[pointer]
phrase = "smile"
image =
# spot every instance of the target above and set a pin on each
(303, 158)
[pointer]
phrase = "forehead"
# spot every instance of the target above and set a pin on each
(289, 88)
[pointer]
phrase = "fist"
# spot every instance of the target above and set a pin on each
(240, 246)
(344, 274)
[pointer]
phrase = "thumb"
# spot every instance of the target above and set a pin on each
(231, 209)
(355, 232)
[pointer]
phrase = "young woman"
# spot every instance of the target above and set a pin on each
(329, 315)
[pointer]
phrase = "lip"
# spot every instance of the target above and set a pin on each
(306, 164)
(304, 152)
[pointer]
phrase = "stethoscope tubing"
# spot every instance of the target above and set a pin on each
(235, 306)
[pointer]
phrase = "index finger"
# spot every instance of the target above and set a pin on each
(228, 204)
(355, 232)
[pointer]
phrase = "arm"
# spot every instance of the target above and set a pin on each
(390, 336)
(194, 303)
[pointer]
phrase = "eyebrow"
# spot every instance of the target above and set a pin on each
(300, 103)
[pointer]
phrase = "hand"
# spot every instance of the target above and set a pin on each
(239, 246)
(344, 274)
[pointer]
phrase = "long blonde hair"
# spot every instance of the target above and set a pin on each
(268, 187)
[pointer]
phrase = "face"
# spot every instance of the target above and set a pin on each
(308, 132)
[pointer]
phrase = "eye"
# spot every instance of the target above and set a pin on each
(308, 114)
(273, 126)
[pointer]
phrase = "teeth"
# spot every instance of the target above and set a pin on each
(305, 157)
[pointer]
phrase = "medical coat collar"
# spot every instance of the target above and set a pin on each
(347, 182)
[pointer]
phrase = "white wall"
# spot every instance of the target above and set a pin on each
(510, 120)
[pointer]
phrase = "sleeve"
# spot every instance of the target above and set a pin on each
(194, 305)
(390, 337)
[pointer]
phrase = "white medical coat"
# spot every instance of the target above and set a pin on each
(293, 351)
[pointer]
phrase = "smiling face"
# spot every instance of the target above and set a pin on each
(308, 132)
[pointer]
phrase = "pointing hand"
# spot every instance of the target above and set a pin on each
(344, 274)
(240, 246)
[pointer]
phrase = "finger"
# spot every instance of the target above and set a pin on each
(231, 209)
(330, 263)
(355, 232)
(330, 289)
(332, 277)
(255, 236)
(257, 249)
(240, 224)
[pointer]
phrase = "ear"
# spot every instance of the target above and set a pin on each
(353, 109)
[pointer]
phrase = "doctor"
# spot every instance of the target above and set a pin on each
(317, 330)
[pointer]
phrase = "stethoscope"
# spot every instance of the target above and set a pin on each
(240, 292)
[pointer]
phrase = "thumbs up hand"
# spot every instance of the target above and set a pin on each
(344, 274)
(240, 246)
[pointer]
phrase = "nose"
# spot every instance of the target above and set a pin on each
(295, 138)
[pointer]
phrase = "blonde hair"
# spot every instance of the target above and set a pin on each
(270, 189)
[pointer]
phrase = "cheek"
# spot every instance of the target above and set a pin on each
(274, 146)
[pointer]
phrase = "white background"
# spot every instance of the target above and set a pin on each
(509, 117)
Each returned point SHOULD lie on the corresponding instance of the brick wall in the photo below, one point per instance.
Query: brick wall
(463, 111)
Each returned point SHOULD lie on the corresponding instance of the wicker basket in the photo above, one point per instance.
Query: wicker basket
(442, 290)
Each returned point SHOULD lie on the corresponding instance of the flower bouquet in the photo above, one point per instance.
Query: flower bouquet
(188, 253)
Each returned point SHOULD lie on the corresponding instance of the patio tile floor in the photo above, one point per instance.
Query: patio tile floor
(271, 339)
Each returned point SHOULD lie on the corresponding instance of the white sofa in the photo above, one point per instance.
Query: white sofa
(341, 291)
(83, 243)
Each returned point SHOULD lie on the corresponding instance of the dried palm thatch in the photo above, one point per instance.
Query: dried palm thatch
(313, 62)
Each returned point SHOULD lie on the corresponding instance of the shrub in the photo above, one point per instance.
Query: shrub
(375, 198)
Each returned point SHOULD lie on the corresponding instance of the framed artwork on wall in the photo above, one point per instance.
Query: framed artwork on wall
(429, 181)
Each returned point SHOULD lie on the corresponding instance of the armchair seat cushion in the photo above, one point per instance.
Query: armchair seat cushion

Job: Please reproduce the entire listing, exactly as shown.

Solution for this problem:
[pointer]
phrase = "smile"
image =
# spot every instance of the target above and set a pin on each
(303, 158)
[pointer]
phrase = "forehead"
# spot every instance of the target above and set a pin on each
(289, 88)
[pointer]
phrase = "fist"
# spot every instance of the target above and set a pin on each
(240, 246)
(344, 274)
[pointer]
phrase = "thumb"
# spot every instance of the target above and set a pin on each
(231, 209)
(355, 232)
[pointer]
phrase = "young woman"
# spot every instance of the target above and set a pin on each
(329, 315)
[pointer]
phrase = "lip"
# spot every instance of the target above and set a pin on each
(306, 164)
(304, 152)
[pointer]
phrase = "stethoscope tubing"
# spot every instance of the target above and set a pin on each
(235, 306)
[pointer]
phrase = "index finger"
# spot every instance of the target above and set a pin on each
(228, 204)
(355, 232)
[pointer]
phrase = "arm"
# spot every instance of the target above and set a pin on each
(390, 336)
(194, 303)
[pointer]
phrase = "eyebrow"
# spot every instance of the target above and set a pin on each
(300, 103)
[pointer]
phrase = "hand"
# spot every instance of the target above and set a pin on each
(239, 246)
(344, 274)
[pointer]
phrase = "long blonde hair"
# spot every instance of the target above and set a pin on each
(268, 187)
[pointer]
phrase = "face"
# spot every instance of the target above and set a pin on each
(308, 132)
[pointer]
phrase = "eye"
# spot every instance of the target above and set a pin on each
(308, 114)
(273, 126)
[pointer]
phrase = "teeth"
# spot every instance of the target above and set a pin on each
(305, 157)
[pointer]
phrase = "medical coat collar"
# spot every instance of the target above and set a pin on each
(347, 182)
[pointer]
phrase = "white wall"
# spot every instance of the target above and set a pin on each
(510, 120)
[pointer]
phrase = "sleeve"
# spot every instance of the target above and set a pin on each
(194, 305)
(390, 337)
[pointer]
phrase = "white medical coat"
# spot every instance of the target above and set a pin on each
(293, 351)
[pointer]
phrase = "smiling face"
# spot every instance of the target above and set a pin on each
(308, 132)
[pointer]
phrase = "pointing hand"
# spot every instance of the target above and set a pin on each
(344, 274)
(240, 246)
[pointer]
phrase = "finger"
# spot every instance of the target above and set a pin on each
(231, 209)
(330, 263)
(355, 232)
(330, 289)
(332, 277)
(255, 236)
(257, 249)
(240, 224)
[pointer]
phrase = "ear"
# spot every instance of the target above and set a pin on each
(353, 109)
[pointer]
phrase = "doctor"
# spot every instance of the target above and set a pin on each
(317, 330)
[pointer]
phrase = "stethoscope"
# spot every instance of the target above and set a pin on each
(240, 292)
[pointer]
phrase = "thumbs up hand"
# spot every instance of the target above and set a pin on each
(344, 274)
(240, 246)
[pointer]
phrase = "nose"
# spot every instance of the target above and set a pin on each
(295, 138)
[pointer]
phrase = "blonde hair"
# spot every instance of the target above and set a pin on each
(270, 189)
[pointer]
phrase = "cheek"
# spot every instance of the target above and set a pin on each
(274, 146)
[pointer]
phrase = "white background"
# spot every instance of the target above and set a pin on each
(509, 117)
Each returned point SHOULD lie on the corresponding instance of the brick wall in the photo below, one point per instance.
Query: brick wall
(463, 111)
Each returned point SHOULD lie on the corresponding instance of the wicker basket in the photo above, one point per instance.
Query: wicker basket
(442, 290)
Each returned point SHOULD lie on the corresponding instance of the flower bouquet in the photo above, one point per instance.
Query: flower bouquet
(188, 253)
Each returned point SHOULD lie on the corresponding instance of the patio tile floor in the photo above, one point per instance.
Query: patio tile floor
(271, 339)
Each returned point SHOULD lie on the corresponding instance of the white sofa in the photo above, one point per instance.
Query: white sofa
(341, 291)
(83, 243)
Each returned point SHOULD lie on the corresponding instance of the dried palm thatch in the photo above, one point per instance.
Query: dried palm thatch
(313, 62)
Each returned point SHOULD lie on the corresponding instance of the shrub in the photo above, one point per instance.
Query: shrub
(375, 198)
Each returned point SHOULD lie on the corresponding instance of the framed artwork on wall in the photo above, one point per instance.
Query: framed artwork on wall
(429, 181)
Each returned point SHOULD lie on the corresponding instance of the armchair seat cushion in the photo above, one point per instance.
Query: armchair seat cushion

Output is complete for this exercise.